EXERCISE — Copy every line of the data below verbatim, omitting the pictures.

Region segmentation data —

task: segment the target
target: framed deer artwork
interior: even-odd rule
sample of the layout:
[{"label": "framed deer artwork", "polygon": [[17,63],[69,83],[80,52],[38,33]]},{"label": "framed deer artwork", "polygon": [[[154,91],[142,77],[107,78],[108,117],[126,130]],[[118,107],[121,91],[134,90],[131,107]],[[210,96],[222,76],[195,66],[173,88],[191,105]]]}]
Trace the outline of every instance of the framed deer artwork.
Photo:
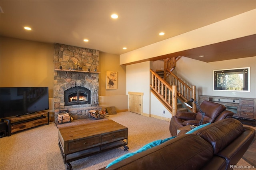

SOLUTION TO THIS PROBLEM —
task: segment the target
target: framed deer artwork
interior: even-odd rule
sample of the layout:
[{"label": "framed deer artwork", "polygon": [[17,63],[69,83],[80,52],[38,33]]},{"label": "framed deer artwork", "polygon": [[[154,91],[142,77],[107,78],[108,117],[126,130]],[[118,107],[121,91],[134,90],[131,107]],[[210,96],[222,76],[195,66],[173,88],[191,105]]]}]
Trace the outline of every instance of the framed deer artwork.
Photo:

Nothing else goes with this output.